#### Problem requirements
Extract the text of each entry below exactly, leaving every image behind.

#### Excerpted data
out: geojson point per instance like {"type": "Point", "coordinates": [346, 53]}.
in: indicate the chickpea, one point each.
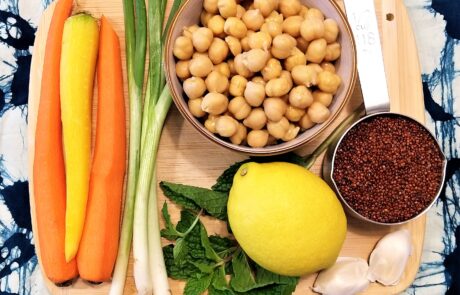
{"type": "Point", "coordinates": [239, 108]}
{"type": "Point", "coordinates": [216, 25]}
{"type": "Point", "coordinates": [226, 126]}
{"type": "Point", "coordinates": [315, 13]}
{"type": "Point", "coordinates": [240, 134]}
{"type": "Point", "coordinates": [223, 68]}
{"type": "Point", "coordinates": [257, 138]}
{"type": "Point", "coordinates": [200, 66]}
{"type": "Point", "coordinates": [291, 25]}
{"type": "Point", "coordinates": [240, 67]}
{"type": "Point", "coordinates": [253, 19]}
{"type": "Point", "coordinates": [211, 6]}
{"type": "Point", "coordinates": [275, 108]}
{"type": "Point", "coordinates": [290, 7]}
{"type": "Point", "coordinates": [331, 30]}
{"type": "Point", "coordinates": [300, 97]}
{"type": "Point", "coordinates": [194, 105]}
{"type": "Point", "coordinates": [182, 69]}
{"type": "Point", "coordinates": [216, 82]}
{"type": "Point", "coordinates": [202, 39]}
{"type": "Point", "coordinates": [294, 114]}
{"type": "Point", "coordinates": [279, 128]}
{"type": "Point", "coordinates": [254, 93]}
{"type": "Point", "coordinates": [183, 48]}
{"type": "Point", "coordinates": [194, 87]}
{"type": "Point", "coordinates": [218, 51]}
{"type": "Point", "coordinates": [272, 69]}
{"type": "Point", "coordinates": [227, 8]}
{"type": "Point", "coordinates": [318, 113]}
{"type": "Point", "coordinates": [327, 66]}
{"type": "Point", "coordinates": [214, 103]}
{"type": "Point", "coordinates": [291, 133]}
{"type": "Point", "coordinates": [311, 29]}
{"type": "Point", "coordinates": [272, 28]}
{"type": "Point", "coordinates": [297, 58]}
{"type": "Point", "coordinates": [235, 27]}
{"type": "Point", "coordinates": [260, 40]}
{"type": "Point", "coordinates": [332, 51]}
{"type": "Point", "coordinates": [329, 82]}
{"type": "Point", "coordinates": [305, 122]}
{"type": "Point", "coordinates": [233, 44]}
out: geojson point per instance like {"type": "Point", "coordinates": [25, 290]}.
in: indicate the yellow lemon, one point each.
{"type": "Point", "coordinates": [286, 218]}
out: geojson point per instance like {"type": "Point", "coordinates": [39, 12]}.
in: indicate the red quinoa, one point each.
{"type": "Point", "coordinates": [388, 168]}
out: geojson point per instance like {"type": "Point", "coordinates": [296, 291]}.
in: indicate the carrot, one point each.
{"type": "Point", "coordinates": [99, 244]}
{"type": "Point", "coordinates": [48, 167]}
{"type": "Point", "coordinates": [78, 66]}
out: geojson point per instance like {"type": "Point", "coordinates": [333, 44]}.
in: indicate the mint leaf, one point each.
{"type": "Point", "coordinates": [194, 198]}
{"type": "Point", "coordinates": [197, 285]}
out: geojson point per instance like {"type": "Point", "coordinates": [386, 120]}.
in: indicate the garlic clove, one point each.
{"type": "Point", "coordinates": [389, 258]}
{"type": "Point", "coordinates": [347, 276]}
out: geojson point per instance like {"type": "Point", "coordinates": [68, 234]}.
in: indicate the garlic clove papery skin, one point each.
{"type": "Point", "coordinates": [389, 258]}
{"type": "Point", "coordinates": [347, 276]}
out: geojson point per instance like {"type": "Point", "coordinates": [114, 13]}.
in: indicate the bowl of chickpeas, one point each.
{"type": "Point", "coordinates": [262, 77]}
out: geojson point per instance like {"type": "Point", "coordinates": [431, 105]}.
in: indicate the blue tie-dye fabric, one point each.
{"type": "Point", "coordinates": [437, 28]}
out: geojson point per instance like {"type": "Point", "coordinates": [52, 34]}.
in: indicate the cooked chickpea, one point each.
{"type": "Point", "coordinates": [316, 50]}
{"type": "Point", "coordinates": [227, 8]}
{"type": "Point", "coordinates": [300, 97]}
{"type": "Point", "coordinates": [311, 29]}
{"type": "Point", "coordinates": [331, 30]}
{"type": "Point", "coordinates": [297, 58]}
{"type": "Point", "coordinates": [233, 44]}
{"type": "Point", "coordinates": [218, 51]}
{"type": "Point", "coordinates": [278, 129]}
{"type": "Point", "coordinates": [332, 51]}
{"type": "Point", "coordinates": [239, 107]}
{"type": "Point", "coordinates": [257, 138]}
{"type": "Point", "coordinates": [318, 113]}
{"type": "Point", "coordinates": [237, 85]}
{"type": "Point", "coordinates": [214, 103]}
{"type": "Point", "coordinates": [211, 6]}
{"type": "Point", "coordinates": [235, 27]}
{"type": "Point", "coordinates": [194, 87]}
{"type": "Point", "coordinates": [202, 39]}
{"type": "Point", "coordinates": [274, 108]}
{"type": "Point", "coordinates": [305, 122]}
{"type": "Point", "coordinates": [226, 126]}
{"type": "Point", "coordinates": [240, 134]}
{"type": "Point", "coordinates": [272, 69]}
{"type": "Point", "coordinates": [182, 69]}
{"type": "Point", "coordinates": [216, 82]}
{"type": "Point", "coordinates": [253, 19]}
{"type": "Point", "coordinates": [294, 114]}
{"type": "Point", "coordinates": [194, 105]}
{"type": "Point", "coordinates": [216, 25]}
{"type": "Point", "coordinates": [314, 13]}
{"type": "Point", "coordinates": [254, 93]}
{"type": "Point", "coordinates": [183, 48]}
{"type": "Point", "coordinates": [291, 25]}
{"type": "Point", "coordinates": [290, 7]}
{"type": "Point", "coordinates": [329, 82]}
{"type": "Point", "coordinates": [255, 59]}
{"type": "Point", "coordinates": [200, 66]}
{"type": "Point", "coordinates": [291, 133]}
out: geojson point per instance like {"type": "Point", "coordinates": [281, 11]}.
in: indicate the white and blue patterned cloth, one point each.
{"type": "Point", "coordinates": [437, 28]}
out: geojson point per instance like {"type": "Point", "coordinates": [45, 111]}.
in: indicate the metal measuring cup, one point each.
{"type": "Point", "coordinates": [361, 16]}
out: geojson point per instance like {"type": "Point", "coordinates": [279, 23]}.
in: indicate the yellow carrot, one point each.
{"type": "Point", "coordinates": [78, 65]}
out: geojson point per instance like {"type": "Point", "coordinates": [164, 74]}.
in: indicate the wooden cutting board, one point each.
{"type": "Point", "coordinates": [187, 157]}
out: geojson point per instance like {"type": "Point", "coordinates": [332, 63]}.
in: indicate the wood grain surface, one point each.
{"type": "Point", "coordinates": [187, 157]}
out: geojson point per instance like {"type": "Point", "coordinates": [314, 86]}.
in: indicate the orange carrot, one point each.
{"type": "Point", "coordinates": [49, 168]}
{"type": "Point", "coordinates": [99, 244]}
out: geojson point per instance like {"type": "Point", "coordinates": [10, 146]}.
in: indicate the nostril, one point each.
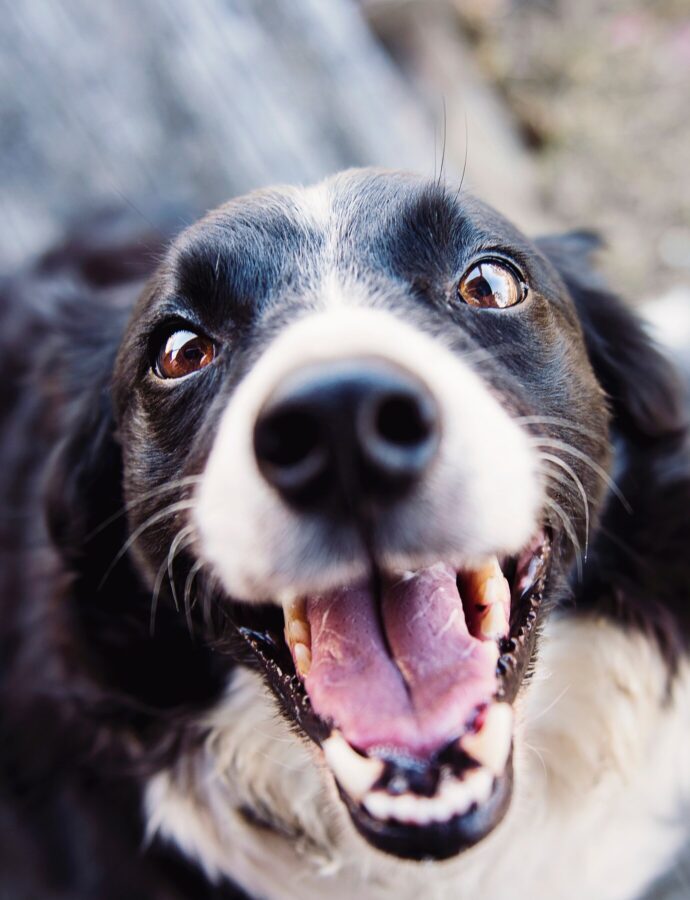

#### Result for this exercise
out: geojson point per instance like {"type": "Point", "coordinates": [346, 53]}.
in: indicate the chickpea, one point each.
{"type": "Point", "coordinates": [239, 108]}
{"type": "Point", "coordinates": [216, 25]}
{"type": "Point", "coordinates": [226, 126]}
{"type": "Point", "coordinates": [315, 13]}
{"type": "Point", "coordinates": [240, 134]}
{"type": "Point", "coordinates": [223, 68]}
{"type": "Point", "coordinates": [257, 138]}
{"type": "Point", "coordinates": [200, 66]}
{"type": "Point", "coordinates": [291, 25]}
{"type": "Point", "coordinates": [240, 67]}
{"type": "Point", "coordinates": [253, 19]}
{"type": "Point", "coordinates": [211, 6]}
{"type": "Point", "coordinates": [275, 108]}
{"type": "Point", "coordinates": [290, 7]}
{"type": "Point", "coordinates": [331, 30]}
{"type": "Point", "coordinates": [300, 97]}
{"type": "Point", "coordinates": [194, 105]}
{"type": "Point", "coordinates": [182, 69]}
{"type": "Point", "coordinates": [216, 82]}
{"type": "Point", "coordinates": [202, 39]}
{"type": "Point", "coordinates": [294, 114]}
{"type": "Point", "coordinates": [279, 128]}
{"type": "Point", "coordinates": [254, 93]}
{"type": "Point", "coordinates": [183, 48]}
{"type": "Point", "coordinates": [194, 87]}
{"type": "Point", "coordinates": [218, 51]}
{"type": "Point", "coordinates": [272, 69]}
{"type": "Point", "coordinates": [227, 8]}
{"type": "Point", "coordinates": [318, 113]}
{"type": "Point", "coordinates": [327, 66]}
{"type": "Point", "coordinates": [214, 103]}
{"type": "Point", "coordinates": [291, 133]}
{"type": "Point", "coordinates": [311, 29]}
{"type": "Point", "coordinates": [272, 28]}
{"type": "Point", "coordinates": [297, 58]}
{"type": "Point", "coordinates": [235, 27]}
{"type": "Point", "coordinates": [260, 40]}
{"type": "Point", "coordinates": [332, 51]}
{"type": "Point", "coordinates": [329, 82]}
{"type": "Point", "coordinates": [305, 122]}
{"type": "Point", "coordinates": [233, 44]}
out: geojson point per instance like {"type": "Point", "coordinates": [25, 290]}.
in: indicate the yellow lemon, one point each.
{"type": "Point", "coordinates": [286, 218]}
out: geojson point per instance like {"type": "Point", "coordinates": [39, 12]}.
in: indicate the red quinoa, one point each.
{"type": "Point", "coordinates": [388, 168]}
out: geojson point per instance like {"type": "Point", "coordinates": [296, 291]}.
in: indicate the carrot, one point each.
{"type": "Point", "coordinates": [99, 244]}
{"type": "Point", "coordinates": [48, 167]}
{"type": "Point", "coordinates": [78, 66]}
out: geojson point per instance like {"type": "Point", "coordinates": [333, 44]}.
in: indicate the mint leaf, one point each.
{"type": "Point", "coordinates": [194, 198]}
{"type": "Point", "coordinates": [197, 285]}
out: geojson point per instance like {"type": "Point", "coordinates": [386, 120]}.
in: indicate the garlic clove, one point each.
{"type": "Point", "coordinates": [389, 258]}
{"type": "Point", "coordinates": [347, 276]}
out: geojson point per instance like {"type": "Point", "coordinates": [68, 234]}.
in: indicate the garlic clove papery skin, one point each.
{"type": "Point", "coordinates": [389, 258]}
{"type": "Point", "coordinates": [347, 276]}
out: geojson point per instance like {"type": "Point", "coordinates": [114, 13]}.
in: indicate the bowl of chickpeas, one point each.
{"type": "Point", "coordinates": [262, 77]}
out: geojson point per instance like {"type": "Point", "coordinates": [431, 105]}.
in: indicate the blue tie-dye fabric, one point each.
{"type": "Point", "coordinates": [437, 28]}
out: geojson point per instance like {"type": "Point", "coordinates": [52, 34]}.
in: indicate the cooked chickpea, one point each.
{"type": "Point", "coordinates": [316, 50]}
{"type": "Point", "coordinates": [227, 8]}
{"type": "Point", "coordinates": [300, 97]}
{"type": "Point", "coordinates": [311, 29]}
{"type": "Point", "coordinates": [331, 30]}
{"type": "Point", "coordinates": [297, 58]}
{"type": "Point", "coordinates": [233, 44]}
{"type": "Point", "coordinates": [218, 51]}
{"type": "Point", "coordinates": [278, 129]}
{"type": "Point", "coordinates": [332, 51]}
{"type": "Point", "coordinates": [239, 107]}
{"type": "Point", "coordinates": [257, 138]}
{"type": "Point", "coordinates": [318, 113]}
{"type": "Point", "coordinates": [237, 85]}
{"type": "Point", "coordinates": [214, 103]}
{"type": "Point", "coordinates": [211, 6]}
{"type": "Point", "coordinates": [235, 27]}
{"type": "Point", "coordinates": [194, 87]}
{"type": "Point", "coordinates": [202, 39]}
{"type": "Point", "coordinates": [274, 108]}
{"type": "Point", "coordinates": [305, 122]}
{"type": "Point", "coordinates": [226, 126]}
{"type": "Point", "coordinates": [240, 134]}
{"type": "Point", "coordinates": [272, 69]}
{"type": "Point", "coordinates": [182, 69]}
{"type": "Point", "coordinates": [216, 82]}
{"type": "Point", "coordinates": [253, 19]}
{"type": "Point", "coordinates": [294, 114]}
{"type": "Point", "coordinates": [194, 105]}
{"type": "Point", "coordinates": [216, 25]}
{"type": "Point", "coordinates": [314, 13]}
{"type": "Point", "coordinates": [254, 93]}
{"type": "Point", "coordinates": [183, 48]}
{"type": "Point", "coordinates": [291, 25]}
{"type": "Point", "coordinates": [290, 7]}
{"type": "Point", "coordinates": [329, 82]}
{"type": "Point", "coordinates": [255, 59]}
{"type": "Point", "coordinates": [200, 66]}
{"type": "Point", "coordinates": [291, 133]}
out: geojson point per instance like {"type": "Point", "coordinates": [281, 11]}.
in: indicate the white and blue patterned cloth, one point each.
{"type": "Point", "coordinates": [437, 28]}
out: geojson point per instance like {"type": "Point", "coordinates": [45, 111]}.
in: indicate the metal measuring cup, one point each.
{"type": "Point", "coordinates": [361, 16]}
out: geojson point per instance like {"type": "Point", "coordinates": [279, 23]}.
in: indicate the yellow carrot, one point each.
{"type": "Point", "coordinates": [78, 65]}
out: geojson point per instance like {"type": "Point", "coordinates": [164, 74]}.
in: indicate the wooden cutting board, one point each.
{"type": "Point", "coordinates": [187, 157]}
out: geojson point per instance like {"type": "Point", "coordinates": [332, 63]}.
in: indicate the wood grain surface, one point each.
{"type": "Point", "coordinates": [187, 157]}
out: geojson point per instance like {"type": "Point", "coordinates": [314, 86]}.
in: indicate the orange carrot, one point each.
{"type": "Point", "coordinates": [49, 168]}
{"type": "Point", "coordinates": [99, 244]}
out: geojson point per instance like {"type": "Point", "coordinates": [10, 146]}.
in: indicate the nostril, one point each.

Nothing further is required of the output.